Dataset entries
▼

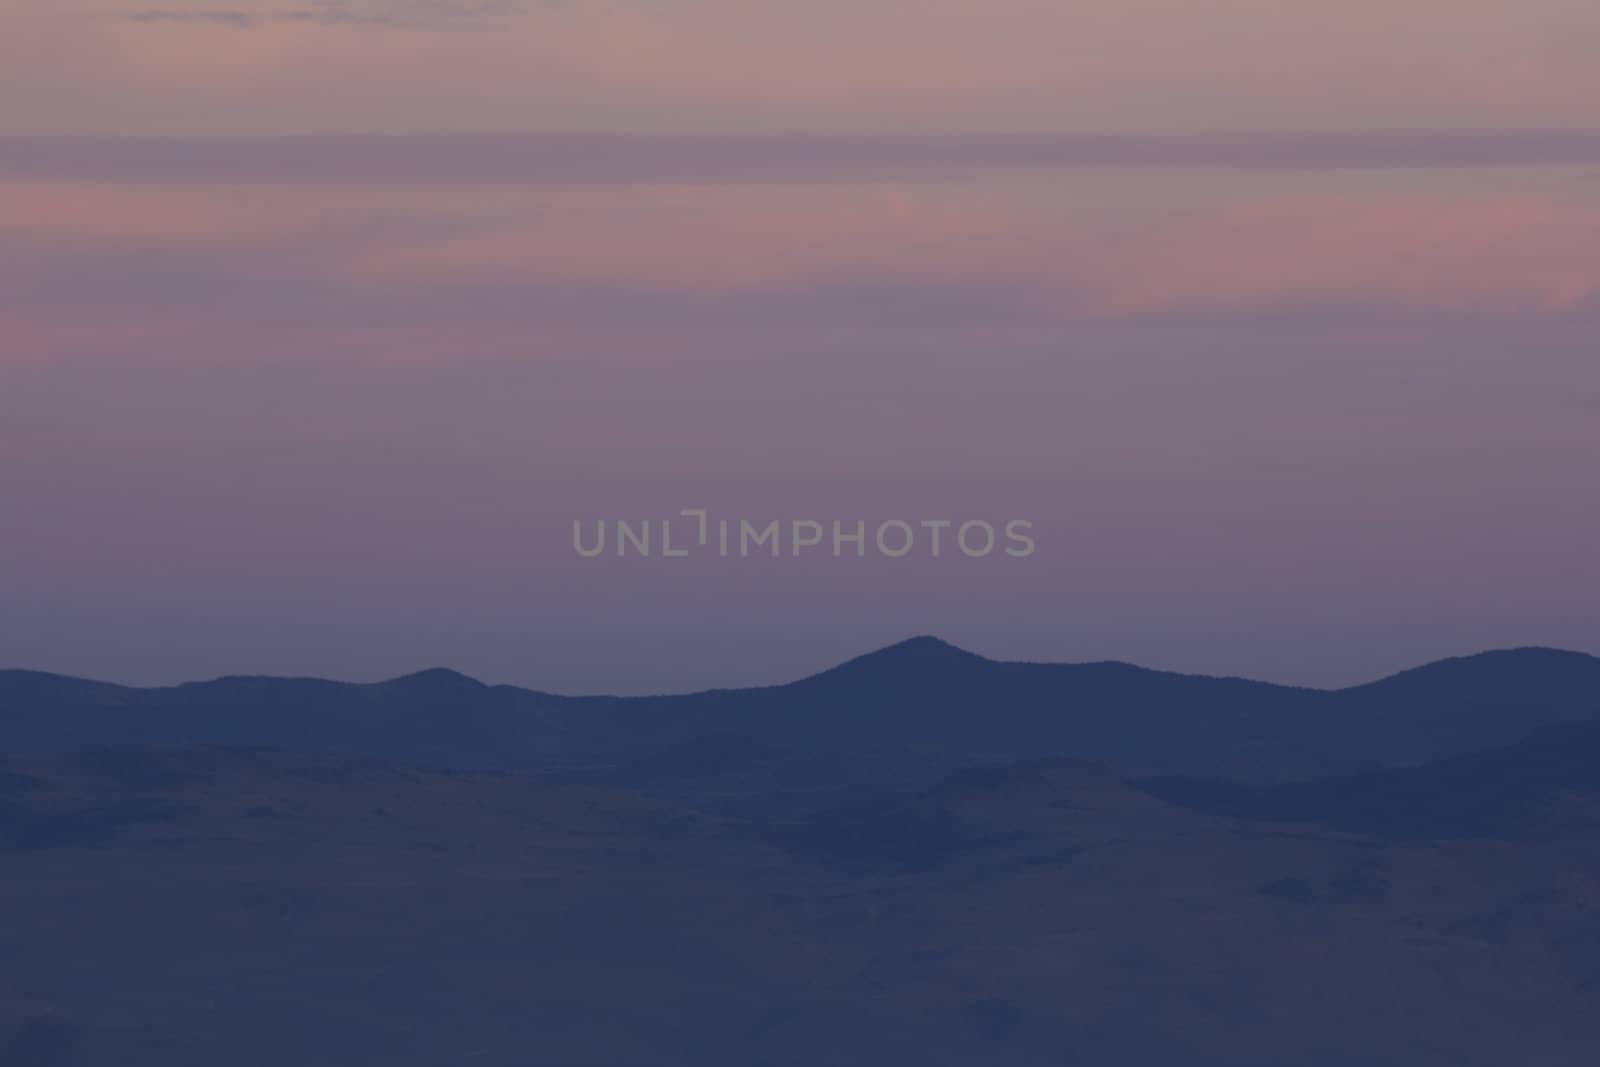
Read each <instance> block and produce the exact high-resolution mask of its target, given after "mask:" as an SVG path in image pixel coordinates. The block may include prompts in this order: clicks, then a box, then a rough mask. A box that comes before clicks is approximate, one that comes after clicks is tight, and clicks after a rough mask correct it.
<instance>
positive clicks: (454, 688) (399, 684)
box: [382, 667, 488, 693]
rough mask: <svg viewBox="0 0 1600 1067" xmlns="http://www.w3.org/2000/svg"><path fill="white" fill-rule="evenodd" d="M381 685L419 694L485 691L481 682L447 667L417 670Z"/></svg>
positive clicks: (440, 667)
mask: <svg viewBox="0 0 1600 1067" xmlns="http://www.w3.org/2000/svg"><path fill="white" fill-rule="evenodd" d="M382 685H389V686H395V688H400V689H411V691H421V693H450V691H462V689H485V688H488V686H485V685H483V683H482V681H478V680H477V678H470V677H467V675H464V673H461V672H459V670H450V669H448V667H432V669H429V670H418V672H416V673H408V675H402V677H400V678H390V680H389V681H384V683H382Z"/></svg>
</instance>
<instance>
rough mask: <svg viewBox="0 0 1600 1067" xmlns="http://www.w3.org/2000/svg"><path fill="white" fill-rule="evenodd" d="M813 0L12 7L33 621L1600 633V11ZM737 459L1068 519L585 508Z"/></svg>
mask: <svg viewBox="0 0 1600 1067" xmlns="http://www.w3.org/2000/svg"><path fill="white" fill-rule="evenodd" d="M979 6H984V10H986V11H987V14H986V16H984V19H979V18H978V14H974V13H976V11H978V8H979ZM798 8H800V5H789V6H779V5H762V3H754V5H752V3H747V2H746V3H742V5H731V3H725V2H723V0H696V2H691V3H683V5H677V6H674V5H651V3H603V2H595V3H582V2H578V0H574V3H573V5H560V8H558V10H557V8H555V6H549V5H509V6H506V8H504V10H496V11H493V13H486V11H485V10H482V8H475V6H470V5H469V6H459V5H408V3H398V2H395V3H366V5H309V6H301V8H294V11H301V13H310V14H317V13H318V11H322V14H320V16H318V18H285V14H286V13H290V8H285V6H274V5H262V3H248V5H242V6H240V8H237V10H234V8H229V10H227V11H222V10H219V8H216V5H210V6H205V5H182V3H176V5H168V6H162V8H155V6H149V5H146V6H136V5H122V3H112V5H110V6H107V8H98V10H94V11H90V10H88V8H86V6H82V8H80V6H78V5H74V3H67V5H61V6H53V8H51V10H48V11H46V10H43V8H40V10H37V11H35V10H22V11H10V13H6V14H3V16H0V19H3V21H5V22H8V24H10V26H5V27H0V29H8V30H11V32H8V34H6V32H0V66H3V67H5V69H6V70H8V72H10V77H11V78H13V82H14V83H18V85H21V86H22V90H24V93H22V94H11V93H5V94H0V501H3V510H0V665H19V667H38V669H50V670H61V672H70V673H85V675H94V677H104V678H110V680H123V681H176V680H182V678H195V677H206V675H218V673H227V672H269V673H320V675H333V677H344V678H379V677H389V675H398V673H405V672H408V670H413V669H418V667H426V665H451V667H456V669H461V670H466V672H470V673H475V675H480V677H483V678H486V680H494V681H515V683H523V685H533V686H539V688H549V689H558V691H624V693H638V691H659V689H686V688H699V686H710V685H738V683H760V681H776V680H784V678H789V677H795V675H800V673H805V672H810V670H814V669H818V667H822V665H829V664H830V662H834V661H838V659H843V657H846V656H851V654H856V653H859V651H862V649H866V648H870V646H875V645H882V643H890V641H894V640H899V638H904V637H909V635H912V633H926V632H933V633H939V635H942V637H946V638H947V640H952V641H957V643H962V645H966V646H970V648H973V649H974V651H981V653H986V654H992V656H1000V657H1026V659H1074V661H1082V659H1102V657H1117V659H1131V661H1138V662H1144V664H1150V665H1160V667H1173V669H1184V670H1203V672H1219V673H1246V675H1254V677H1262V678H1272V680H1283V681H1304V683H1318V685H1333V683H1346V681H1360V680H1368V678H1371V677H1376V675H1381V673H1384V672H1387V670H1394V669H1398V667H1406V665H1414V664H1416V662H1421V661H1426V659H1430V657H1437V656H1446V654H1459V653H1466V651H1475V649H1480V648H1488V646H1506V645H1528V643H1546V645H1562V646H1568V648H1579V649H1586V651H1600V624H1597V622H1595V619H1597V617H1600V613H1597V611H1595V584H1597V579H1600V573H1597V565H1595V545H1597V544H1600V475H1597V474H1595V464H1594V459H1592V458H1594V456H1595V454H1600V357H1597V354H1600V182H1597V181H1595V179H1597V176H1600V133H1597V131H1600V122H1597V120H1600V115H1597V114H1595V106H1594V101H1595V99H1600V82H1595V67H1594V64H1592V61H1590V59H1592V56H1590V54H1589V50H1587V48H1576V46H1574V43H1573V42H1576V40H1590V42H1592V40H1594V35H1592V34H1594V32H1600V10H1590V8H1584V10H1579V8H1576V6H1573V5H1565V3H1558V2H1557V0H1539V2H1536V3H1531V5H1522V6H1520V8H1518V11H1520V13H1518V14H1515V16H1512V14H1510V13H1509V6H1507V5H1490V3H1486V2H1485V3H1453V5H1445V3H1442V2H1440V3H1435V2H1434V0H1408V2H1406V3H1402V5H1398V6H1395V5H1394V3H1386V5H1382V8H1381V10H1379V5H1378V3H1376V0H1373V2H1371V3H1368V2H1366V0H1362V2H1360V3H1355V5H1354V6H1352V8H1350V11H1344V10H1342V8H1341V13H1330V14H1328V16H1326V19H1325V21H1323V22H1318V21H1317V19H1314V18H1312V16H1310V14H1307V13H1304V11H1290V10H1285V8H1283V5H1266V3H1264V2H1258V0H1205V3H1198V5H1178V3H1176V2H1174V0H1138V2H1136V3H1133V5H1130V6H1128V10H1126V13H1122V14H1117V13H1110V11H1109V10H1107V13H1102V14H1091V13H1072V11H1067V10H1066V8H1062V5H1046V3H1043V0H1038V2H1035V0H997V3H995V5H957V3H954V2H952V3H946V2H944V0H926V2H925V3H922V5H920V6H917V10H915V14H917V21H915V26H918V27H922V30H923V34H922V35H915V37H910V35H906V34H899V32H896V29H898V27H904V26H909V24H910V22H907V19H910V18H912V8H910V6H907V5H904V3H898V2H896V0H864V2H862V3H858V5H850V6H846V5H834V3H819V5H811V6H806V10H805V11H806V13H805V14H802V13H800V11H798ZM1118 11H1120V8H1118ZM206 13H210V14H208V16H206ZM219 13H222V14H227V16H229V18H216V16H218V14H219ZM341 13H342V14H341ZM352 13H354V14H355V16H358V18H349V16H350V14H352ZM150 14H160V16H162V18H144V16H150ZM134 16H139V18H134ZM195 16H206V18H195ZM1379 16H1381V18H1384V19H1387V22H1386V26H1387V30H1386V34H1381V35H1376V37H1373V35H1371V34H1370V32H1368V30H1370V29H1371V27H1373V26H1374V22H1371V19H1376V18H1379ZM1440 19H1451V21H1450V26H1454V27H1456V29H1459V30H1461V34H1459V35H1445V37H1440V35H1437V34H1434V32H1430V30H1432V29H1434V27H1437V26H1440V24H1442V22H1440ZM1267 30H1270V32H1272V34H1274V40H1275V46H1274V48H1272V50H1262V48H1259V46H1258V45H1256V43H1253V42H1254V40H1256V37H1258V35H1259V34H1264V32H1267ZM1469 30H1474V32H1477V30H1494V32H1496V34H1498V37H1485V35H1474V34H1469ZM1586 32H1587V34H1589V37H1587V38H1584V37H1582V35H1584V34H1586ZM840 34H846V35H845V37H840ZM1051 35H1053V37H1051ZM1037 37H1046V38H1048V40H1051V42H1053V43H1051V48H1050V50H1043V48H1042V43H1040V40H1035V38H1037ZM958 40H960V42H965V45H966V48H965V50H960V48H955V43H957V42H958ZM1062 40H1070V42H1078V43H1083V42H1090V43H1093V45H1094V48H1088V46H1083V48H1082V50H1074V48H1067V50H1066V53H1062V51H1061V48H1062V45H1061V42H1062ZM1490 40H1494V42H1498V45H1494V46H1493V48H1491V46H1490V45H1488V43H1485V42H1490ZM552 42H554V43H552ZM830 42H848V43H830ZM1362 42H1368V43H1366V45H1365V46H1363V45H1362ZM1046 51H1050V56H1046ZM1051 56H1054V58H1051ZM1402 56H1406V58H1408V59H1406V62H1402V61H1400V59H1402ZM357 61H358V64H360V67H358V69H357V66H352V64H357ZM816 62H824V66H826V67H827V70H830V72H832V75H830V77H821V75H818V72H816V70H814V64H816ZM827 64H830V66H827ZM752 69H760V70H762V72H763V80H760V82H758V83H755V82H749V85H750V88H749V91H742V93H730V91H728V88H730V86H733V85H744V82H741V78H746V80H749V74H750V70H752ZM357 75H360V77H357ZM1589 90H1594V91H1592V93H1590V91H1589ZM22 96H26V98H29V101H30V102H29V106H26V107H24V106H19V101H21V99H22ZM1395 126H1406V128H1408V130H1397V128H1395ZM486 130H499V131H501V133H493V134H490V133H485V131H486ZM549 130H560V131H563V133H560V134H549V133H541V131H549ZM619 130H630V131H642V133H618V131H619ZM683 130H699V131H702V133H693V134H690V133H674V131H683ZM1150 130H1165V131H1168V133H1147V131H1150ZM1274 130H1275V131H1277V133H1274ZM797 131H810V133H797ZM378 134H382V136H378ZM696 506H702V507H709V509H712V510H714V512H715V514H718V515H725V517H731V518H750V520H765V518H766V517H784V518H818V520H832V518H842V520H856V518H862V520H869V522H877V520H885V518H906V520H920V518H946V517H947V518H957V520H958V518H966V517H978V518H989V520H995V522H1003V520H1006V518H1029V520H1032V522H1034V523H1035V536H1037V541H1038V552H1037V555H1034V557H1032V558H1027V560H1008V558H990V560H963V558H958V557H946V558H941V560H930V558H926V557H923V555H920V553H918V555H915V557H912V558H907V560H898V561H896V560H882V558H869V560H851V558H845V560H834V558H829V557H826V555H814V557H810V558H803V560H782V561H776V563H774V561H771V560H726V561H723V560H714V558H712V560H707V558H691V560H672V561H667V560H614V558H611V560H579V558H576V555H574V552H573V549H571V522H573V520H574V518H586V520H594V518H632V520H638V518H661V517H667V515H672V514H675V512H677V510H678V509H682V507H696Z"/></svg>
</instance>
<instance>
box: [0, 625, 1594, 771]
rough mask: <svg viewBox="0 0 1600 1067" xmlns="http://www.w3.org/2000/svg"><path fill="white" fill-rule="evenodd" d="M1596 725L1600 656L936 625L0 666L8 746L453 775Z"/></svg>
mask: <svg viewBox="0 0 1600 1067" xmlns="http://www.w3.org/2000/svg"><path fill="white" fill-rule="evenodd" d="M1595 717H1600V659H1595V657H1592V656H1584V654H1578V653H1563V651H1554V649H1538V648H1530V649H1515V651H1501V653H1485V654H1482V656H1472V657H1467V659H1451V661H1443V662H1438V664H1430V665H1427V667H1419V669H1416V670H1410V672H1405V673H1400V675H1395V677H1392V678H1386V680H1382V681H1376V683H1373V685H1365V686H1355V688H1349V689H1338V691H1320V689H1302V688H1290V686H1277V685H1267V683H1261V681H1250V680H1242V678H1211V677H1195V675H1181V673H1170V672H1160V670H1146V669H1141V667H1134V665H1128V664H1118V662H1099V664H1024V662H1000V661H992V659H986V657H982V656H976V654H973V653H968V651H963V649H958V648H955V646H952V645H947V643H944V641H939V640H936V638H931V637H922V638H914V640H909V641H902V643H899V645H894V646H890V648H885V649H880V651H875V653H870V654H867V656H862V657H859V659H853V661H850V662H846V664H842V665H838V667H834V669H832V670H826V672H822V673H819V675H814V677H810V678H803V680H800V681H795V683H790V685H781V686H768V688H754V689H717V691H707V693H696V694H683V696H661V697H568V696H554V694H549V693H536V691H530V689H520V688H514V686H486V685H482V683H478V681H475V680H472V678H467V677H464V675H459V673H454V672H448V670H429V672H422V673H416V675H410V677H405V678H397V680H392V681H384V683H378V685H349V683H338V681H320V680H304V678H254V677H235V678H219V680H214V681H203V683H190V685H181V686H174V688H157V689H134V688H123V686H114V685H102V683H91V681H82V680H75V678H61V677H54V675H40V673H34V672H0V750H5V752H37V753H46V752H74V750H83V749H120V747H174V745H243V747H269V749H282V750H290V752H325V753H344V755H354V757H365V758H378V760H392V761H402V763H414V765H422V766H438V768H480V769H510V771H546V773H570V771H574V769H582V768H603V766H626V765H632V763H637V761H640V760H645V758H650V757H653V755H656V753H658V752H662V750H666V749H669V747H674V745H683V744H691V742H696V741H698V739H704V737H718V736H720V737H730V736H731V737H739V739H742V741H746V742H749V744H750V745H758V747H766V749H774V750H781V752H787V753H846V755H848V757H850V758H851V760H853V761H854V763H858V765H859V763H862V761H872V760H878V761H882V763H883V765H885V766H894V768H898V769H899V771H906V769H907V768H922V769H923V773H925V774H936V773H939V771H942V769H949V768H955V766H963V765H966V763H971V761H1006V760H1018V758H1035V757H1070V758H1085V760H1096V761H1102V763H1112V765H1115V766H1118V768H1125V769H1128V771H1130V773H1138V774H1150V776H1157V774H1205V776H1229V777H1242V779H1293V777H1312V776H1318V774H1334V773H1355V771H1362V769H1371V768H1381V766H1398V765H1408V763H1421V761H1427V760H1437V758H1445V757H1450V755H1461V753H1466V752H1472V750H1477V749H1486V747H1494V745H1502V744H1509V742H1514V741H1517V739H1520V737H1525V736H1528V734H1530V733H1533V731H1536V729H1541V728H1546V726H1552V725H1558V723H1566V721H1582V720H1587V718H1595Z"/></svg>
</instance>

▲

Give back exactly the lines above starting at the line where "box: [382, 667, 488, 693]" appears and ending at the line where "685L419 694L485 691L481" appears, both included, with no other lines.

Written answer -
box: [382, 667, 488, 693]
rough mask: <svg viewBox="0 0 1600 1067" xmlns="http://www.w3.org/2000/svg"><path fill="white" fill-rule="evenodd" d="M381 685L419 694L485 691L481 682L447 667L417 670Z"/></svg>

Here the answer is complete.